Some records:
*-*-*

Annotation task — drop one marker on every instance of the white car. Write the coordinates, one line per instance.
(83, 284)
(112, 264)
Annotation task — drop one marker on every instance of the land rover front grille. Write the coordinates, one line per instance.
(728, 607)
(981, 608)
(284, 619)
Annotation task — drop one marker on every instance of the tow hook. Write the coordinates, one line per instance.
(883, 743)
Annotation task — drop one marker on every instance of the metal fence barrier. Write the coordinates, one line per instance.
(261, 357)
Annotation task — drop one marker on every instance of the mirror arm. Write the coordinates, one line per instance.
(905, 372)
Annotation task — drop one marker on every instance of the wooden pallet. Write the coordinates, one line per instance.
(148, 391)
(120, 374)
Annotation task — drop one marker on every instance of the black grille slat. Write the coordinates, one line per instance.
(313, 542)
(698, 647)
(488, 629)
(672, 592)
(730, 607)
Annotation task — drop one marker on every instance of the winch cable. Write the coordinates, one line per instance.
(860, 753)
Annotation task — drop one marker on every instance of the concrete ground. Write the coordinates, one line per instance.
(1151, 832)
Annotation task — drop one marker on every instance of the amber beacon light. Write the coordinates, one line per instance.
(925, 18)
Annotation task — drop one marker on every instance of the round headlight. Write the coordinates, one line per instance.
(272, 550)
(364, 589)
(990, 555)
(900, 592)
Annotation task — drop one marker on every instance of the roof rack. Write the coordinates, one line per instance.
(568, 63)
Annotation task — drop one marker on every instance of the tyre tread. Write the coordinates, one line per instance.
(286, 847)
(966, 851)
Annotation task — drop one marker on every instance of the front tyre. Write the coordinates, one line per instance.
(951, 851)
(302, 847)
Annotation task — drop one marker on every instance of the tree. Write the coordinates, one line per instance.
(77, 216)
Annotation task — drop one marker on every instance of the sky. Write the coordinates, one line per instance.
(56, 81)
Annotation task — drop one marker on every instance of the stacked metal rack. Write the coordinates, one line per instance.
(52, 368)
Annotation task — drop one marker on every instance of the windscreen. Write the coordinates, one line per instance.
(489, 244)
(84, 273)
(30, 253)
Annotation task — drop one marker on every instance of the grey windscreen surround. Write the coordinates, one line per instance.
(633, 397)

*-*-*

WHAT YOU WILL DO
Which lines run from the one containing "headlight. Write the coordinates, one line per instance." to the end of the entries above? Quote exactly those, and only those.

TASK RESPONSE
Annotation task — drop one marker on every instance of the round headlight. Write the coordinates, one line per instance.
(272, 550)
(364, 589)
(990, 555)
(900, 592)
Annotation task — drop one marker on every instance of the roof rack. Write the coordinates, one line per instance.
(568, 63)
Annotation task — drop one marker on every instance of the tyre tread. Write the coordinates, one line per instance.
(286, 847)
(966, 851)
Annotation task — drop one marker on every instance of the front tyre. Write the coordinates, one line per instance.
(951, 851)
(302, 847)
Annotation task — drop one marker on every instance of the tree. Write the coordinates, one line per instance.
(77, 216)
Annotation task — drop one marker on every instance of the sky. Write the coordinates, one line per instance.
(56, 81)
Annotation task — drop one marker on every instance of the stacked metal rack. Write the coordinates, one line per instance.
(52, 368)
Annotation task — drop one marker on every instance of the windscreen. Write the coordinates, one line per instance.
(489, 244)
(84, 273)
(30, 253)
Annotation task — drop one marker on every instance of the grey windscreen surround. Write the coordinates, one line per instance.
(633, 397)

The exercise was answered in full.